[Problem statement]: The copy you produce must repeat each record exactly and contain no pictures.

Saved entries
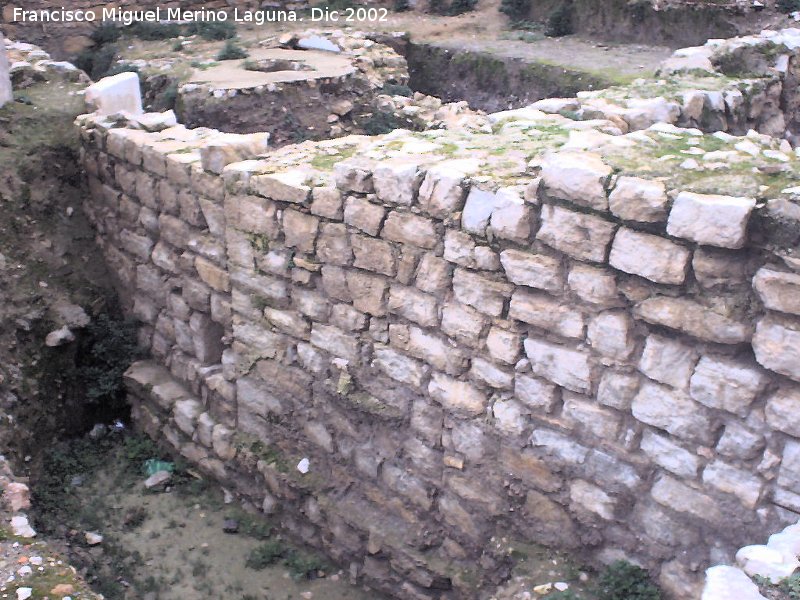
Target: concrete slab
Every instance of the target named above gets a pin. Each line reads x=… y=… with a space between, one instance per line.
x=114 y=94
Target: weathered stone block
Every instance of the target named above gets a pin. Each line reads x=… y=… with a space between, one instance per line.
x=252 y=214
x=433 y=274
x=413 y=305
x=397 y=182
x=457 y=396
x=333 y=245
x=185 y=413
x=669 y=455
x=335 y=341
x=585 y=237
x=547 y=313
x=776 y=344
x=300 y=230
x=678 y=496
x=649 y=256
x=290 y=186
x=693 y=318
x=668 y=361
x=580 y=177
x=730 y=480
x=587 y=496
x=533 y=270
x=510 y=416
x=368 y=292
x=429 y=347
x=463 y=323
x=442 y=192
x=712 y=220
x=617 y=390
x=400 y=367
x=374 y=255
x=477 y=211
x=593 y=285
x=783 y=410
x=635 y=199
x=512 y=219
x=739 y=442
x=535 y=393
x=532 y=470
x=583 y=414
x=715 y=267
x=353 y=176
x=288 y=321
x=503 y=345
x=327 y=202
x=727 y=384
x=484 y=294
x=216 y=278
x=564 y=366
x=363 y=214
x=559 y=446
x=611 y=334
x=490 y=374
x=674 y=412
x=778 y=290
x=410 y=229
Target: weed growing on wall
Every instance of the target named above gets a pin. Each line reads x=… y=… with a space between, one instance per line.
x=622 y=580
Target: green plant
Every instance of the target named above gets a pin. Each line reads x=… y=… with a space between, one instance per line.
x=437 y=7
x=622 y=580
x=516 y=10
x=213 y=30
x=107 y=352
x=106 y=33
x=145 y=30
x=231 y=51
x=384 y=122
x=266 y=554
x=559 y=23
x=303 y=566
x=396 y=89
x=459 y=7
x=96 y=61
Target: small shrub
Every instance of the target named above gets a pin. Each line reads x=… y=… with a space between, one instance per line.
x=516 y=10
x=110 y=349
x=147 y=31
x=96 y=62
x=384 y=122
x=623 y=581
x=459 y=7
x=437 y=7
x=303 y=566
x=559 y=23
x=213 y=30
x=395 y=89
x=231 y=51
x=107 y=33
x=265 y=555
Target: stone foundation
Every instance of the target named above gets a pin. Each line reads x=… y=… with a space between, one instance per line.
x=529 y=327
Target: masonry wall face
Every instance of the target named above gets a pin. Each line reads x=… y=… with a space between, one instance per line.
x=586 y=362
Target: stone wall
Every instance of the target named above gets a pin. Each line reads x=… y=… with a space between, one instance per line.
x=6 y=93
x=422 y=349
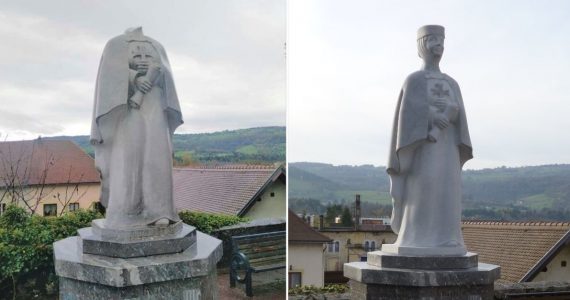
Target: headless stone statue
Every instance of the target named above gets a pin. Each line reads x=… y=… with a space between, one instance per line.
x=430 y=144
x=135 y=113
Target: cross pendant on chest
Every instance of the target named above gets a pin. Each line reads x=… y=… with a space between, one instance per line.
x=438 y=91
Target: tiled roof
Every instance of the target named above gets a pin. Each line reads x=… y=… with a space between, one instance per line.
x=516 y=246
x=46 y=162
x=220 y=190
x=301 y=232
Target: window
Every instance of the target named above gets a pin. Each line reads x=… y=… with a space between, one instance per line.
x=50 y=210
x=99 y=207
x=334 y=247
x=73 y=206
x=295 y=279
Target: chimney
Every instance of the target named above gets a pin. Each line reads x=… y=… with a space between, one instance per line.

[Task response]:
Target: concrete slab
Every instance of the target named above gets a pin. Each line reads x=… y=… with a space between, one instance per line.
x=114 y=94
Target: weathered stone block
Every instance of the target named above gets a pin. Each line reads x=… y=… with a space between, one instance per line.
x=252 y=214
x=433 y=274
x=413 y=305
x=397 y=182
x=457 y=396
x=333 y=245
x=185 y=413
x=669 y=455
x=335 y=341
x=585 y=237
x=547 y=313
x=776 y=344
x=300 y=230
x=678 y=496
x=649 y=256
x=290 y=186
x=693 y=318
x=668 y=361
x=580 y=177
x=730 y=480
x=587 y=496
x=533 y=270
x=510 y=416
x=368 y=292
x=429 y=347
x=463 y=323
x=442 y=192
x=712 y=220
x=617 y=390
x=400 y=367
x=374 y=255
x=477 y=211
x=593 y=285
x=783 y=410
x=635 y=199
x=512 y=219
x=739 y=442
x=535 y=393
x=532 y=470
x=583 y=414
x=715 y=267
x=353 y=176
x=288 y=321
x=503 y=345
x=327 y=202
x=727 y=384
x=484 y=294
x=216 y=278
x=564 y=366
x=363 y=214
x=559 y=446
x=611 y=334
x=490 y=374
x=674 y=412
x=778 y=290
x=410 y=229
Target: weed growing on wall
Every instance of the target named above gets a pin. Each line reads x=… y=… with a space between, one instance per line.
x=622 y=580
Target: green plant
Every instance of the target named above gets a pin. Each line reads x=… y=… with a space between, one instance per line.
x=437 y=7
x=622 y=580
x=516 y=10
x=213 y=30
x=107 y=352
x=106 y=33
x=145 y=30
x=231 y=51
x=384 y=122
x=266 y=554
x=559 y=23
x=303 y=566
x=396 y=89
x=459 y=7
x=96 y=61
Target: small shrub
Every instance of the target named above gets a pin. Each line reads x=… y=… with a space between, one instance per line.
x=516 y=10
x=110 y=349
x=147 y=31
x=96 y=62
x=384 y=122
x=623 y=581
x=459 y=7
x=437 y=7
x=303 y=566
x=559 y=23
x=213 y=30
x=395 y=89
x=231 y=51
x=107 y=33
x=265 y=555
Target: stone foundation
Every instance of the target named above gets a pin. Each line reads x=… y=… with a space between, one instance per line.
x=529 y=327
Target: masonry wall face
Every instance of the target named above gets a pin. Each line reads x=… y=… with a space between, one instance per line.
x=586 y=362
Target: stone wall
Every instance of the target named above gets a pin. Each line reads x=… y=… with a space between, one instance per line.
x=6 y=93
x=422 y=349
Target: headless stone statue
Every instance of the target named above gets a pin. Each line reads x=… y=… with a space between, one instance per line.
x=430 y=144
x=135 y=113
Target: cross pendant on chest
Every instance of the target named above gets a pin. Each line reads x=… y=… with a space between, one instance per line.
x=438 y=91
Target: tiled roof
Every instance of the target named above gets a pin. Each line reads x=… y=… with a space between, one instance per line.
x=516 y=246
x=46 y=162
x=220 y=190
x=301 y=232
Target: window
Every instance of the target named above gets a pin. Each line reads x=… y=… with a space between, one instance per line.
x=50 y=210
x=99 y=207
x=334 y=247
x=73 y=206
x=295 y=279
Target: chimney
Every instance of the target named above gets a pin. Each line reads x=… y=… with a space between, one instance per line.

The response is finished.